Please format every line below as a JSON list of strings, one string per line, with blank lines dropped and the pictures left out.

** Start of Data shown **

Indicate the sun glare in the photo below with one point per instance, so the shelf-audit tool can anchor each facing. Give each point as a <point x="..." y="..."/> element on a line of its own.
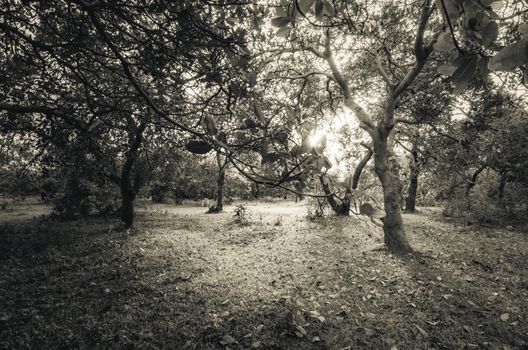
<point x="330" y="129"/>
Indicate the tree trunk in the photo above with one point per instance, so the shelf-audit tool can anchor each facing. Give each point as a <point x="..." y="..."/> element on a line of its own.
<point x="128" y="193"/>
<point x="410" y="201"/>
<point x="340" y="209"/>
<point x="360" y="167"/>
<point x="387" y="169"/>
<point x="471" y="183"/>
<point x="220" y="185"/>
<point x="502" y="186"/>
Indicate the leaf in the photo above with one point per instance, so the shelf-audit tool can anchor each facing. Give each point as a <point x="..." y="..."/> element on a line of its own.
<point x="505" y="317"/>
<point x="497" y="5"/>
<point x="210" y="123"/>
<point x="464" y="74"/>
<point x="444" y="42"/>
<point x="490" y="33"/>
<point x="447" y="69"/>
<point x="319" y="8"/>
<point x="483" y="67"/>
<point x="280" y="22"/>
<point x="290" y="113"/>
<point x="283" y="32"/>
<point x="323" y="162"/>
<point x="452" y="9"/>
<point x="306" y="6"/>
<point x="511" y="56"/>
<point x="252" y="79"/>
<point x="422" y="331"/>
<point x="228" y="340"/>
<point x="198" y="147"/>
<point x="300" y="331"/>
<point x="523" y="29"/>
<point x="250" y="123"/>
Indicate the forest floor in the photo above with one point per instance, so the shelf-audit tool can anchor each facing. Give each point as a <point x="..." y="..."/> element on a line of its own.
<point x="182" y="279"/>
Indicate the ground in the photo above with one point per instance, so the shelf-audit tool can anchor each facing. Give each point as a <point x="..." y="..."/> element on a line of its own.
<point x="269" y="279"/>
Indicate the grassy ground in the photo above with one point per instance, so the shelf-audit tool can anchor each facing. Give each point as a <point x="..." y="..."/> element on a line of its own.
<point x="270" y="280"/>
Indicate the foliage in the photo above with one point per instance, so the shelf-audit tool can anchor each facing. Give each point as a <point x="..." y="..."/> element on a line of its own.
<point x="242" y="215"/>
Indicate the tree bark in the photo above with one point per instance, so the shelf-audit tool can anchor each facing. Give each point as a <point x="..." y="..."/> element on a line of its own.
<point x="219" y="206"/>
<point x="360" y="167"/>
<point x="128" y="192"/>
<point x="340" y="209"/>
<point x="472" y="182"/>
<point x="502" y="186"/>
<point x="387" y="169"/>
<point x="410" y="201"/>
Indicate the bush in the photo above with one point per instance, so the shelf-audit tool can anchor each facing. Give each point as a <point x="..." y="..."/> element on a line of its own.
<point x="242" y="215"/>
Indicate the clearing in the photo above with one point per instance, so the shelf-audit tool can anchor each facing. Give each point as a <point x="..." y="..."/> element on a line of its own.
<point x="272" y="279"/>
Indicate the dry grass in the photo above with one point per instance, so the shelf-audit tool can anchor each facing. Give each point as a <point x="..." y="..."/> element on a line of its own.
<point x="185" y="279"/>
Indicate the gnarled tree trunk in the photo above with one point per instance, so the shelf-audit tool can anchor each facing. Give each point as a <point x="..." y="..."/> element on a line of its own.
<point x="387" y="169"/>
<point x="410" y="201"/>
<point x="473" y="181"/>
<point x="220" y="180"/>
<point x="340" y="209"/>
<point x="128" y="192"/>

** End of Data shown **

*Written response*
[
  "Indicate the sun glare in the photo below with one point per instance, so the shelf-audit tool can anchor each facing. Give each point as a <point x=\"...\" y=\"...\"/> element on a line of its own.",
  "<point x=\"330\" y=\"129\"/>",
  "Indicate the tree trunk in the photo above with one point per instance, so the shelf-audit tool can anchor each facing. Give each point as a <point x=\"...\" y=\"...\"/> element on a line of its own.",
  "<point x=\"128\" y=\"193\"/>",
  "<point x=\"410\" y=\"201\"/>",
  "<point x=\"340\" y=\"209\"/>",
  "<point x=\"360\" y=\"167\"/>",
  "<point x=\"387\" y=\"169\"/>",
  "<point x=\"471\" y=\"183\"/>",
  "<point x=\"220\" y=\"185\"/>",
  "<point x=\"502\" y=\"186\"/>",
  "Indicate the leaf in the photo above with one point per instance, so the shelf-audit tool can anchor each facing. Give each point as a <point x=\"...\" y=\"...\"/> element on a line of its own.",
  "<point x=\"505\" y=\"317\"/>",
  "<point x=\"497\" y=\"5\"/>",
  "<point x=\"210\" y=\"123\"/>",
  "<point x=\"464\" y=\"74\"/>",
  "<point x=\"444\" y=\"42\"/>",
  "<point x=\"490\" y=\"33\"/>",
  "<point x=\"447\" y=\"69\"/>",
  "<point x=\"319\" y=\"8\"/>",
  "<point x=\"483\" y=\"67\"/>",
  "<point x=\"280\" y=\"22\"/>",
  "<point x=\"290\" y=\"113\"/>",
  "<point x=\"283\" y=\"32\"/>",
  "<point x=\"323\" y=\"162\"/>",
  "<point x=\"452\" y=\"9\"/>",
  "<point x=\"306\" y=\"6\"/>",
  "<point x=\"511\" y=\"56\"/>",
  "<point x=\"252\" y=\"79\"/>",
  "<point x=\"422\" y=\"331\"/>",
  "<point x=\"228\" y=\"340\"/>",
  "<point x=\"198\" y=\"147\"/>",
  "<point x=\"300\" y=\"331\"/>",
  "<point x=\"523\" y=\"29\"/>",
  "<point x=\"250\" y=\"123\"/>",
  "Indicate the forest floor in the photo above with one point per instance, so the shelf-audit tool can anchor each facing. Give each point as a <point x=\"...\" y=\"...\"/> element on a line of its own.",
  "<point x=\"182\" y=\"279\"/>",
  "Indicate the ground in the photo above with one point per instance, so the shelf-audit tool can anchor each facing. Give each point as a <point x=\"...\" y=\"...\"/> element on a line of its own.",
  "<point x=\"269\" y=\"279\"/>",
  "Indicate the grassy ground in the photo above with one point per instance, so the shelf-audit tool can anchor each facing. Give each point as a <point x=\"...\" y=\"...\"/> element on a line of its own.",
  "<point x=\"270\" y=\"280\"/>",
  "Indicate the foliage in the photo above with one point per instance, so the shelf-audit tool can anchor each facing. Give each point as a <point x=\"...\" y=\"...\"/> element on a line of its own.",
  "<point x=\"242\" y=\"215\"/>",
  "Indicate the tree bark in the photo above with one point per instance, so the shelf-audit tool can anchor each facing. Give each point as a <point x=\"...\" y=\"...\"/> element on a line of its own.",
  "<point x=\"219\" y=\"206\"/>",
  "<point x=\"360\" y=\"167\"/>",
  "<point x=\"128\" y=\"192\"/>",
  "<point x=\"340\" y=\"209\"/>",
  "<point x=\"472\" y=\"182\"/>",
  "<point x=\"502\" y=\"186\"/>",
  "<point x=\"387\" y=\"169\"/>",
  "<point x=\"410\" y=\"201\"/>",
  "Indicate the bush in the photo above with one point per instance, so the shelf-audit tool can anchor each facing. Give each point as a <point x=\"...\" y=\"...\"/> element on a line of its own.",
  "<point x=\"242\" y=\"215\"/>",
  "Indicate the clearing in the photo above with one point per instance, so the shelf-audit tool can anchor each facing. Give each point as a <point x=\"...\" y=\"...\"/> element on a line of its own.",
  "<point x=\"272\" y=\"279\"/>",
  "Indicate the dry grass in the photo above with one point per instance, so the shelf-audit tool can anchor each facing. Give each point as a <point x=\"...\" y=\"...\"/> element on a line of its own.",
  "<point x=\"185\" y=\"279\"/>",
  "Indicate the gnarled tree trunk in the photo above with one point per instance, so the shelf-audit tool can anchor each facing. Give each point as a <point x=\"...\" y=\"...\"/> element on a line of its own.",
  "<point x=\"387\" y=\"169\"/>",
  "<point x=\"410\" y=\"201\"/>",
  "<point x=\"473\" y=\"181\"/>",
  "<point x=\"220\" y=\"180\"/>",
  "<point x=\"340\" y=\"209\"/>",
  "<point x=\"128\" y=\"192\"/>"
]